REQUIREMENTS -
a - In the Python download passage, what name does the text give to the technique shown by links[:2]?
b - Summarize the Python download passage in two sentences.
c - Restate the stretch of the Python download passage from "My end goal" through "3rd party APIs.", substituting "images" for "files".

GIVEN PASSAGE -

_ _ _ _ _

My end goal is to have python download these files one at a time. Would a list be best for this?
To make this even more complicated, I am limited to the stock library with Python 2.6. I won't be able to implement any great 3rd party APIs.
Using lxml and cssselect this is easy:
from pprint import pprint
import cssselect # noqa
from lxml.html import fromstring
doc = fromstring(open("foo.html", "r").read())
links = [e.attrib["href"] for e in doc.cssselect("link")]
pprint(links)
Output:
['http://wwww.examplesite.com/files/test_image_1_Big.jpg',
'http://wwww.examplesite.com/files/test_image_1.jpg',
'http://wwww.examplesite.com/files/test_image_1_Small.jpg',
'http://wwww.examplesite.com/files/test_image_1.png',
'http://wwww.examplesite.com/files/test_image_2_Big.jpg',
'http://wwww.examplesite.com/files/test_image_2.jpg',
'http://wwww.examplesite.com/files/test_image_2_Small.jpg',
'http://wwww.examplesite.com/files/test_image_2.png']
If you only want two of the links (which two?):
links = links[:2]
This is called Slicing in Python.

_ _ _ _ _

Data entries -
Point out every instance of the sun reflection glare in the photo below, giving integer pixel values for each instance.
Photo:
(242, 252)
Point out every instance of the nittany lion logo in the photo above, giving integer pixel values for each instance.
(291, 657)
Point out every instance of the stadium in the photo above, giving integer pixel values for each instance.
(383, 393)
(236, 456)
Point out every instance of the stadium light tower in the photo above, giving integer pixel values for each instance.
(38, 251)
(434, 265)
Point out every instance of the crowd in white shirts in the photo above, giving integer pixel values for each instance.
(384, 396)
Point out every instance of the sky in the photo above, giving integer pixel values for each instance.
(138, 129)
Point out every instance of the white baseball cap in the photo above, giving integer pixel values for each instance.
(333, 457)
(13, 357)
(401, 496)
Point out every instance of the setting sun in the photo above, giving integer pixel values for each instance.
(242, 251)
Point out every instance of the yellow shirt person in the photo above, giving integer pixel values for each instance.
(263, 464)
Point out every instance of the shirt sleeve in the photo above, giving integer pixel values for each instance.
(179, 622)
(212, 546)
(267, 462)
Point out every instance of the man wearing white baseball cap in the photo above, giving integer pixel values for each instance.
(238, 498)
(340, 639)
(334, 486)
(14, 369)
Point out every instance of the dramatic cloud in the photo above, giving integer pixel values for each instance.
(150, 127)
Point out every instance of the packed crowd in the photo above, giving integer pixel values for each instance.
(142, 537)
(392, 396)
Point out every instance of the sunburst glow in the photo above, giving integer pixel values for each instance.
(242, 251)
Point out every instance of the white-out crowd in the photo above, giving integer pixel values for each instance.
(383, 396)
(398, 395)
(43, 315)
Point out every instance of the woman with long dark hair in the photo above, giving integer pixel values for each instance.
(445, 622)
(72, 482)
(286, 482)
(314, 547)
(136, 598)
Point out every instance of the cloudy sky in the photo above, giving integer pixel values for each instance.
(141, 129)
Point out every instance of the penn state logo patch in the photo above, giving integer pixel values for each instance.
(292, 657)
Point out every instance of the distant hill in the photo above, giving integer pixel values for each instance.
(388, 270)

_ _ _ _ _

ANSWERS FOR THE EXERCISE -
a - Slicing.

b - The asker wants Python to download a set of files one at a time, wonders whether a list is the best way to do it, and is limited to the standard library in Python 2.6. A reply shows how lxml and cssselect can collect the link addresses from an HTML file into a list, and how slicing can keep only the first two of them.

c -
My end goal is to have python download these images one at a time. Would a list be best for this?
To make this even more complicated, I am limited to the stock library with Python 2.6. I won't be able to implement any great 3rd party APIs.